» Document passage

++++++

Ramzy Baroud's text operates on several different levels.  Of course, it is an unsparing look at the political Zionist program to carve a homeland out of Palestinian lands for likeminded Jewish people.  It is also a critical history of the relationship between the Palestinians and established Arab nations.  He recalls the brief period of secular Arab nationalism after World War Two led by Egypt's president Gamal Abdel Nasser.  While describing this bit of history, Baroud also relates the story of his father's enlistment into a unit of Nasser's army that defended Gaza.  This moment of his father's pride he describes is one that is both personal and political, like so many moments of a people struggling daily for their independence and against oppression. 
The author's ability to depict these types of moments is what makes this book such a worthwhile read.  Under Baroud's pen, history truly does become the story of a people.  Each individual whose story appears in My Father Was a Freedom Fighter embodies the story of the Palestinians.  The story stretches from the daily battle to feed one's family when there are no fields to harvest because the occupiers have destroyed those fields to meetings with leaders of the Intifada.  Ramzy Baroud tells a very personal tale in these pages underlined by an impeccably researched historical knowledge.

++++++

» Source data
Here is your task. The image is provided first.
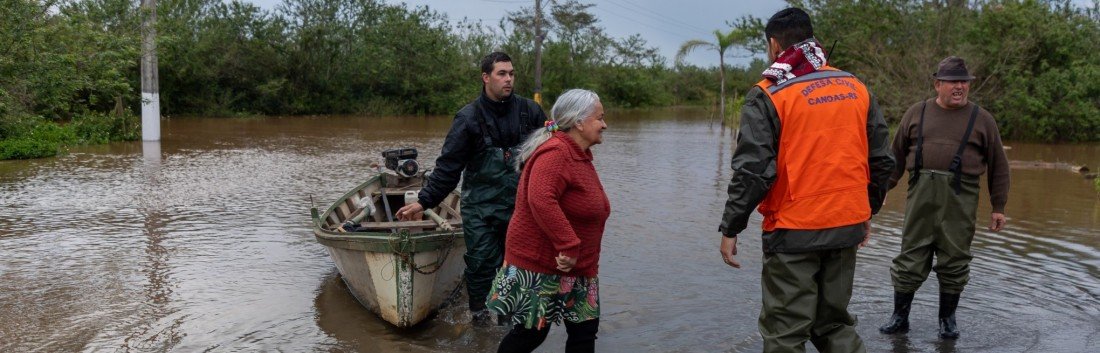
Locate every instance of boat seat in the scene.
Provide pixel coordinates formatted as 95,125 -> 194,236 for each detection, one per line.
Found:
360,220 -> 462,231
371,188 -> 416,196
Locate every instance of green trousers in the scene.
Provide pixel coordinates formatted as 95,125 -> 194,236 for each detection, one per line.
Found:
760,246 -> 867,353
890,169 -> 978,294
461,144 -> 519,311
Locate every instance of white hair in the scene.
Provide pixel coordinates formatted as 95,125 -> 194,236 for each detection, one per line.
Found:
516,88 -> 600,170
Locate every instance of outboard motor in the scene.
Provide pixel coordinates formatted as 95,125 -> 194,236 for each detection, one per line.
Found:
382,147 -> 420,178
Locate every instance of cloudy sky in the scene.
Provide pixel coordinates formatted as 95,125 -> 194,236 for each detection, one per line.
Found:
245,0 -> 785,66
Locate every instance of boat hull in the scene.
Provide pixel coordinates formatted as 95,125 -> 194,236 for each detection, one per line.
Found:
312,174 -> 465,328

++++++

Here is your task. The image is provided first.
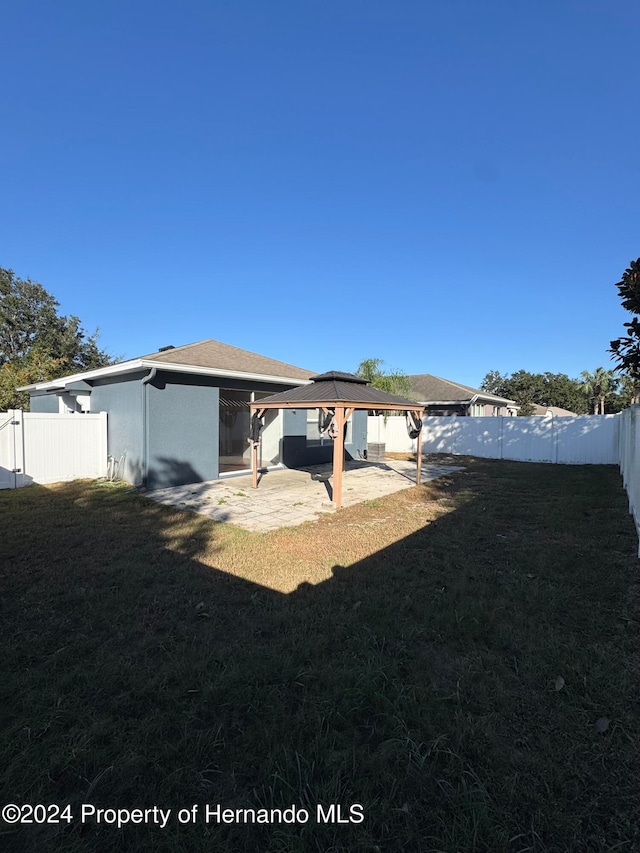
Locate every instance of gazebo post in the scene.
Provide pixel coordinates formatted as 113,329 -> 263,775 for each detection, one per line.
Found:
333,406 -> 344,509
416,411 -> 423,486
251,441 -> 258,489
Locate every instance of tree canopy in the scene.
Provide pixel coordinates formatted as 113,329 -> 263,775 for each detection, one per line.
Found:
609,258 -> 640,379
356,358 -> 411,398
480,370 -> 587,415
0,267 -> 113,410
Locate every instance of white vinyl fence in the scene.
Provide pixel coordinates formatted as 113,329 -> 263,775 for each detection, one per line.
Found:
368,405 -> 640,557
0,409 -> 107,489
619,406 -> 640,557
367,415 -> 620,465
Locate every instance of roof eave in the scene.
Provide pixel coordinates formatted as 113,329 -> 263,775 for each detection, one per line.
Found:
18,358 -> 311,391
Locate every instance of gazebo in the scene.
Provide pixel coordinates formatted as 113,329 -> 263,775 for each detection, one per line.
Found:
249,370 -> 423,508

++++++

» Required actions
**a)** Rewrite everything in the review from "Ramzy Baroud's text" down to "and against oppression.", putting "the Gaza Strip" in place of "Gaza".
**b)** According to the review, what did Baroud's father enlist in?
Rely on the review alone when you respond.

» Responses in order
**a)**
Ramzy Baroud's text operates on several different levels.  Of course, it is an unsparing look at the political Zionist program to carve a homeland out of Palestinian lands for likeminded Jewish people.  It is also a critical history of the relationship between the Palestinians and established Arab nations.  He recalls the brief period of secular Arab nationalism after World War Two led by Egypt's president Gamal Abdel Nasser.  While describing this bit of history, Baroud also relates the story of his father's enlistment into a unit of Nasser's army that defended the Gaza Strip.  This moment of his father's pride he describes is one that is both personal and political, like so many moments of a people struggling daily for their independence and against oppression.

**b)** A unit of Nasser's army that defended Gaza.